TEXT:
Vice Chairman of the Standing Committee of the National People's Congress
- In office 15 March 2003 – 15 March 2008
- Chairman: Wu Bangguo

Chairman of the Tibet Autonomous Region People's Congress
- In office January 1993 – May 2003
- Preceded by: Ngapoi Ngawang Jigme
- Succeeded by: Legqog

Chairman of the Tibet Autonomous Regional Committee of the Chinese People's Political Consultative Conference
- In office May 1985 – January 1993
- Preceded by: Yangling Dorje
- Succeeded by: Pagbalha Geleg Namgyai

Personal details
- Born: August 1938 Biru, Tibet
- Died: 6 June 2025 (aged 86) Beijing, China
- Party: Chinese Communist Party
- Alma mater: Central Party School

Chinese name
- Simplified Chinese: 热地
- Traditional Chinese: 熱地

Standard Mandarin
- Hanyu Pinyin: Rèdì

Tibetan name
- Tibetan: རག་སྡི་
- Wylie: rag sdi
- Tibetan Pinyin: Raidi

= Raidi =

Tibetan politician (1938–2025)

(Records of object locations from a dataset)
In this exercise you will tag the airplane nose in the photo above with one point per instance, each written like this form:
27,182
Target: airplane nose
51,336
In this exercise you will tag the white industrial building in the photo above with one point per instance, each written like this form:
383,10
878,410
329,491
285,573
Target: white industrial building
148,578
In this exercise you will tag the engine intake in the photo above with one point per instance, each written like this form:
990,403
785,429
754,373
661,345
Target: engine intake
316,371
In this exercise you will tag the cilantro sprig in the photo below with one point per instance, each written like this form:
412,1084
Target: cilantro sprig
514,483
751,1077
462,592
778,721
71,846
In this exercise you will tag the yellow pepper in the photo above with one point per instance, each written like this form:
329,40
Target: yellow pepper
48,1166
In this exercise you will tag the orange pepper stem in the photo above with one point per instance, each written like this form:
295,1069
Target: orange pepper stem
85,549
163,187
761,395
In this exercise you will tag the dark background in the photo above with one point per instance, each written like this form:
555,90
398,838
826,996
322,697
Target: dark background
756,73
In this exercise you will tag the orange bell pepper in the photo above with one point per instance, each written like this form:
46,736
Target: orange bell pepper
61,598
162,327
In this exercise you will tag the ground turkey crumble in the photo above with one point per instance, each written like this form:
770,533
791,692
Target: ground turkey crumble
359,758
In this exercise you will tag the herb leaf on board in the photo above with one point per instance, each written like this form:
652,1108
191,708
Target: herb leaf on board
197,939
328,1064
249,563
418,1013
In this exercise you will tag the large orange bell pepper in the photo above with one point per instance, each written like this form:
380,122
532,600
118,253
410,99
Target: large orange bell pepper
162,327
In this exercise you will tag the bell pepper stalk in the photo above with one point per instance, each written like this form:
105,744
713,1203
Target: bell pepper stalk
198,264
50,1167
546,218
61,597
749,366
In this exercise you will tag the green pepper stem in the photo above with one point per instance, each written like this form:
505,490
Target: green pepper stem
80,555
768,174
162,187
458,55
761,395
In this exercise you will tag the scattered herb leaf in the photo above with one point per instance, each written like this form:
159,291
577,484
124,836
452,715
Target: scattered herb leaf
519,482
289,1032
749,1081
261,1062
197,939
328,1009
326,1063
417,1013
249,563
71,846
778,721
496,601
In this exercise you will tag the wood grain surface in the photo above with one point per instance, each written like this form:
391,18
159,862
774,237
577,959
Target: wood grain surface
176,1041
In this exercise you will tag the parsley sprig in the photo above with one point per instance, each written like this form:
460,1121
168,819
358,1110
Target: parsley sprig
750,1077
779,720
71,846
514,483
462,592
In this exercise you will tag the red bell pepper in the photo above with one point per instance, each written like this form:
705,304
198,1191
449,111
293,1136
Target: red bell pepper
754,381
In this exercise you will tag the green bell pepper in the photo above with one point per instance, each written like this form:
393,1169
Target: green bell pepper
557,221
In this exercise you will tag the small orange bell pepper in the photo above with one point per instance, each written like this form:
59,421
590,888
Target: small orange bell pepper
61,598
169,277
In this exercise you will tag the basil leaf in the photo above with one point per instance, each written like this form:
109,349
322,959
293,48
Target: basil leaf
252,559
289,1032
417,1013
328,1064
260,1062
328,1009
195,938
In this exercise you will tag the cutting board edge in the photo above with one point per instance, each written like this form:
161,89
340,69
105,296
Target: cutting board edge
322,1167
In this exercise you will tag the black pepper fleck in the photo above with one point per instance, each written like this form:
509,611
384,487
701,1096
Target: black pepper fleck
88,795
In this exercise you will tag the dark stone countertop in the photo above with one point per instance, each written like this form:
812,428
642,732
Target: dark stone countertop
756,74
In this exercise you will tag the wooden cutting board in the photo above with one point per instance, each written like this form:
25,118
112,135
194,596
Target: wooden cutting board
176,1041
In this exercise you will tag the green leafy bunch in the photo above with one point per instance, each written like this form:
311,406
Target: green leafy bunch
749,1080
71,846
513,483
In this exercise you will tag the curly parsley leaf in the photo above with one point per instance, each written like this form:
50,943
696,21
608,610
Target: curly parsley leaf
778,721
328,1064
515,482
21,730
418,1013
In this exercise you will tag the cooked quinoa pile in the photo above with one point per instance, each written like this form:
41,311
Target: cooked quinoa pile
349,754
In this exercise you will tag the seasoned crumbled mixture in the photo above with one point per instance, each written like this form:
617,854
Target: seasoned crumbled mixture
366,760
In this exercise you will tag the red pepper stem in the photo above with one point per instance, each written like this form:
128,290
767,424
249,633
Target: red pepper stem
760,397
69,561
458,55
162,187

REQUIREMENTS:
1. In the profile of Raidi, who preceded him as Chairman of the Tibet Autonomous Region People's Congress?
2. Find and copy each line of the records that contains the string "dark", treating uppercase and lowercase letters as distinct.
The profile of Raidi and the records were drawn from separate sources.

ANSWERS TO THE PROBLEMS:
1. Ngapoi Ngawang Jigme

2.
In this exercise you will tag the dark background in the photo above with one point per instance, each written like this form:
Target: dark background
In this exercise you will tag the dark stone countertop in the photo above with one point per instance, each written like this form:
Target: dark stone countertop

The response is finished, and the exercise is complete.